● **DOCUMENT SEGMENT**:
The increase in the number of bedrooms means that the total number of guests would rise from 332 up to about 450 — a 36 percent increase on the original planning permission.

“It also has a significant impact on fire safety when compared to the Fire Safety Overview submitted with the original application,” says Wilson.

“A new planning application under s70 is required to address what are fundamental and significant deviations from the approved scheme,” he says.

In the application form submitted to Camden, Centro state they received pre-application advice by the same officer that is dealing with the application itself. Yet Fitzrovia News understands that with any delegated decision-making procedure in planning — ie not being decided by a planning committee — it would be good practice if the pre-planning officer and the case officer were not the same person to ensure there are proper checks and balances within the planning department.

However, Camden says: “This is normal practice, officers working within the development management service all provide pre-application advice on schemes and assess planning applications submitted.”

Fitzrovia News asked for a statement from Camden about why enforcement action was not being taken, and why the application was being dealt with in this way.

A Camden Council spokesperson responded saying: “An application was submitted on 23 March 2020 for a non-material amendment to the planning permission granted on appeal in 2016 in respect of 112A Great Russell Street.

“The amendment seeks to amend the description of the development as set out on the permission, but does not seek to make changes to the approved scheme. The application is currently being assessed by [planning officers].

“Whilst we understand residents’ concerns and frustrations that the developer is proceeding to build something in advance of obtaining the necessary consent for it, it is not a criminal offence to build without planning permission. On the basis that the developer has a valid consent for 166 rooms, it was not considered that there is sufficient harm at this stage to warrant taking formal action to stop the works taking place on site.”

Camden says only if permission is refused for the amended scheme will an enforcement notice be served.

“The amendment seeks to remove reference to the number of bedrooms in the description and instead places that (the number of bedrooms) in a condition which controls the permission. The application does not make any changes to the approved scheme, so the plans and drawings do not change and this is why none have been submitted with the application.

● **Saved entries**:

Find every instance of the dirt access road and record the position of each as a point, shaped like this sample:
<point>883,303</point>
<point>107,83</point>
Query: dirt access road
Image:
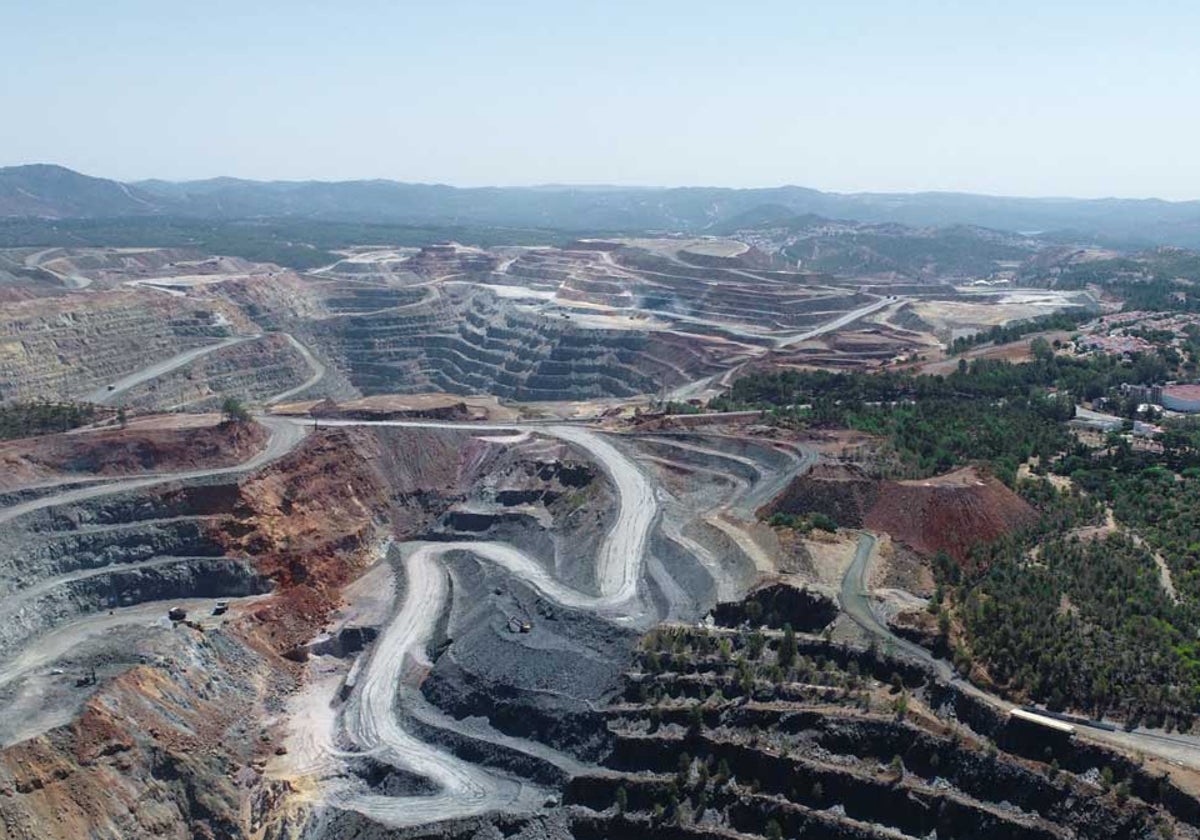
<point>400,657</point>
<point>856,603</point>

● **EXERCISE INSTRUCTIONS**:
**1)** Using the planning article, decide whether each statement agrees with it. Answer yes or no and quote the deciding words. (a) The number of guests would go from 332 to about 450. (b) Camden says building without planning permission is a criminal offense. (c) New plans and drawings were submitted with the amendment application.
**2)** Reproduce the planning article from "In the application" to "in this way.".
**3)** Write the next part of the planning article, picking up after its last sentence.
The saved entries are separate material, unrelated to the planning article.

● **RESULTS**:
**1)**
(a) Yes: "the total number of guests would rise from 332 up to about 450"
(b) No: "it is not a criminal offence to build without planning permission"
(c) No: "the plans and drawings do not change and this is why none have been submitted with the application"

**2)**
In the application form submitted to Camden, Centro state they received pre-application advice by the same officer that is dealing with the application itself. Yet Fitzrovia News understands that with any delegated decision-making procedure in planning — ie not being decided by a planning committee — it would be good practice if the pre-planning officer and the case officer were not the same person to ensure there are proper checks and balances within the planning department.

However, Camden says: “This is normal practice, officers working within the development management service all provide pre-application advice on schemes and assess planning applications submitted.”

Fitzrovia News asked for a statement from Camden about why enforcement action was not being taken, and why the application was being dealt with in this way.

**3)**
“The applicant has indicated that it is their intention to thereafter submit a s73 application for material (sic, see note) amendments to the proposal. That will need to be considered on its own merits, officers will need to consider whether those changes are acceptable in planning terms by assessing them against adopted planning policy and guidance, and subject to consultation,” said the spokesperson.

Fitzrovia News understands that because the Bloomsbury Association has made an objection to the application it will now be referred to a members briefing panel who will decide if planning officers should make a delegated decision or if it should be decided by a planning committee.

Criterion Capital and Centro Planning Consultancy declined to comment.

Planning Application (2020/1438/P) 112 A Great Russell Street London WC1B 3NP.

Note (added 4pm, 27 April): We asked Camden’s press office to clarify the response as we understood it to be incorrect. An s73 application can only be used to make minor material amendments. The press office responded and confirmed this was the case:

“An application can be made under section 73 of the Town and Country Planning Act 1990 to vary or remove conditions associated with a planning permission. One of the uses of a section 73 application is to seek a minor material amendment, where there is a relevant condition that can be varied.

“There is no statutory definition of a ‘minor material amendment’ but it is likely to include any amendment where its scale and/or nature results in a development which is not substantially different from the one which has been approved.”